## Attività richiesta
Raccogli dai dati seguenti ogni riga in cui compare la parola "concrete" e trascrivila per intero.

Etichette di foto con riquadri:
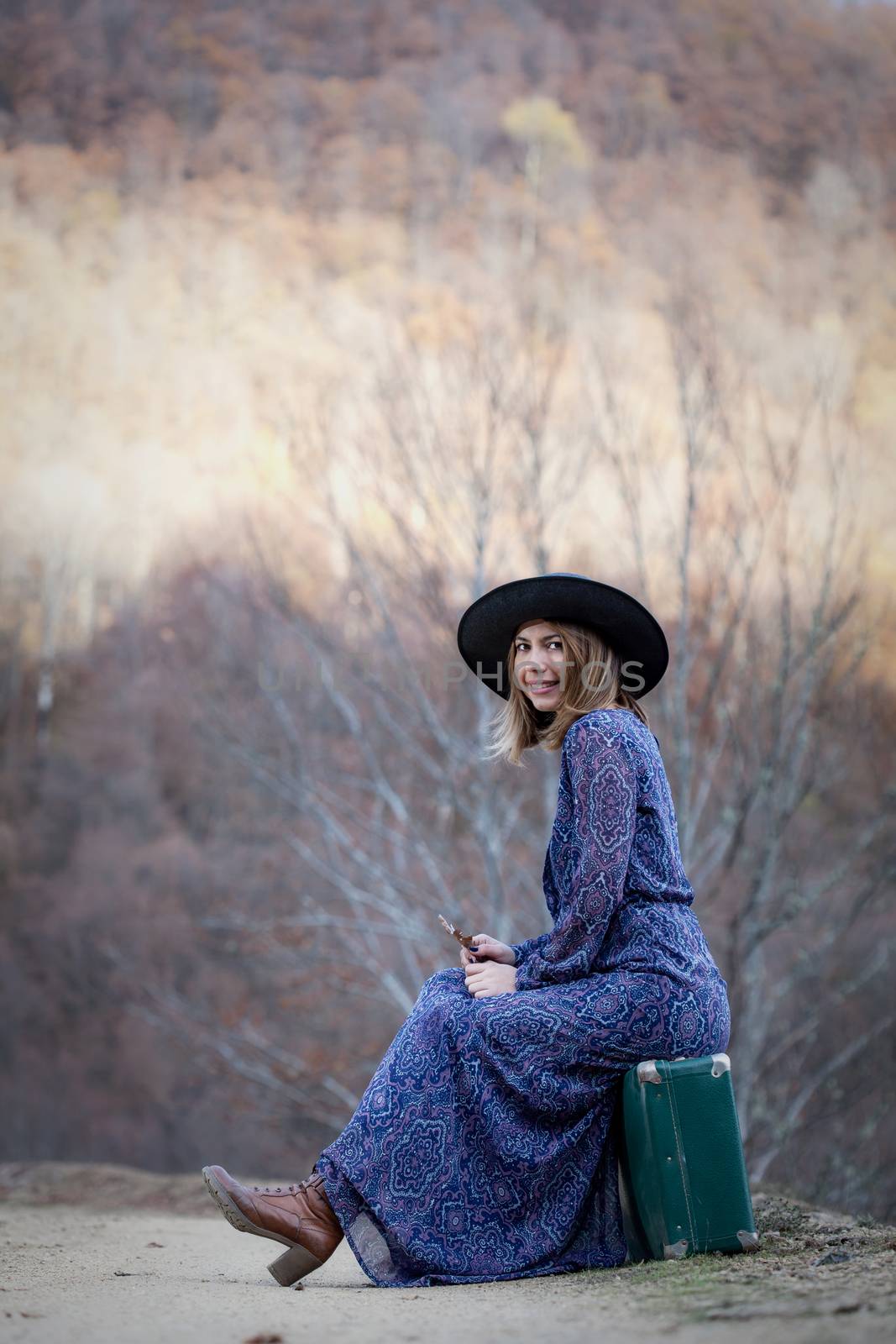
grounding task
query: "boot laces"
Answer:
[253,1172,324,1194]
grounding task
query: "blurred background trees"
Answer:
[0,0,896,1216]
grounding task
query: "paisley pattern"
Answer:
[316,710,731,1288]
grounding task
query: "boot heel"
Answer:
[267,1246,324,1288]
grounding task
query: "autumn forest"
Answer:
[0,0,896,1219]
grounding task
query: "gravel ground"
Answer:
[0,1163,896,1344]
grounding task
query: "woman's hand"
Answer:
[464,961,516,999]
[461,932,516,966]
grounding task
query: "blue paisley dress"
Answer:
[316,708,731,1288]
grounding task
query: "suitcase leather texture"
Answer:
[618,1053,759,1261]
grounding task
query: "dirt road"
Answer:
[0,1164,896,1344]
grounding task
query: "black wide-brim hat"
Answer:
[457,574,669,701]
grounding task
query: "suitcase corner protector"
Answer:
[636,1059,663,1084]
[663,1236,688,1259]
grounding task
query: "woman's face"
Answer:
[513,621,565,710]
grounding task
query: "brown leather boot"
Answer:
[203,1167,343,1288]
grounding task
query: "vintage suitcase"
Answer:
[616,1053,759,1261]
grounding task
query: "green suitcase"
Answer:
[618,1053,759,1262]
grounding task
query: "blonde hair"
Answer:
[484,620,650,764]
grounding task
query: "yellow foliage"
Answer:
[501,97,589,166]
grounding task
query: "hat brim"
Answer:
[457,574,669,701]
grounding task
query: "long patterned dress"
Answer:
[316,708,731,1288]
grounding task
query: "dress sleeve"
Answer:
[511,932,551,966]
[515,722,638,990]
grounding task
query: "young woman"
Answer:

==

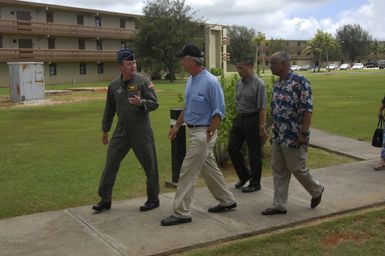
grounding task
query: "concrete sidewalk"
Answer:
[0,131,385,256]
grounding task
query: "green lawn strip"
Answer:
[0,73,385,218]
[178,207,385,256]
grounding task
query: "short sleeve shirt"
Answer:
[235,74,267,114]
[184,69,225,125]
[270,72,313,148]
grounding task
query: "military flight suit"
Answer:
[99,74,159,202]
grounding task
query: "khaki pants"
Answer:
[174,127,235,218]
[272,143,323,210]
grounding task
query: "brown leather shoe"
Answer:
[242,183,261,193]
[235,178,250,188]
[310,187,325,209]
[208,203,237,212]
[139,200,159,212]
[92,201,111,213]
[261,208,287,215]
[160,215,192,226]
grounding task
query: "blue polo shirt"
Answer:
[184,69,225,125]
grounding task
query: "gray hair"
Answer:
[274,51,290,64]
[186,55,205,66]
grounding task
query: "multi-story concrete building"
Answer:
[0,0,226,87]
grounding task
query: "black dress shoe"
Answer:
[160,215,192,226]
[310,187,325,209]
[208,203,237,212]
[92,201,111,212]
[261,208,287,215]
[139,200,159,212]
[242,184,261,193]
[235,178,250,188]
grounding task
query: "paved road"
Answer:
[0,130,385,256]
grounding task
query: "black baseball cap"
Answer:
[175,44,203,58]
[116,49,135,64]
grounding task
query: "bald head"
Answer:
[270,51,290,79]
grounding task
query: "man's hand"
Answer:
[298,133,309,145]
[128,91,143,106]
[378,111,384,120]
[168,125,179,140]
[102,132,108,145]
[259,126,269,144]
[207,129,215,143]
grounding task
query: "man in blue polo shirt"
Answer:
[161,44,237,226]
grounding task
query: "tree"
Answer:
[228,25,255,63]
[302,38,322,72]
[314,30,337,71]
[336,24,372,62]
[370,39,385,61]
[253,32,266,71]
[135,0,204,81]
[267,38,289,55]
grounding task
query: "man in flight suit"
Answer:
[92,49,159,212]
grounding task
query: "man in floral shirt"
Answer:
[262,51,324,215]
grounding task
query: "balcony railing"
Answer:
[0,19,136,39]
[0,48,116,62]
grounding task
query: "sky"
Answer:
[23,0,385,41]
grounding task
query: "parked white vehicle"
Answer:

## Risultato
query: "concrete sidewalk"
query: "multi-story concrete building"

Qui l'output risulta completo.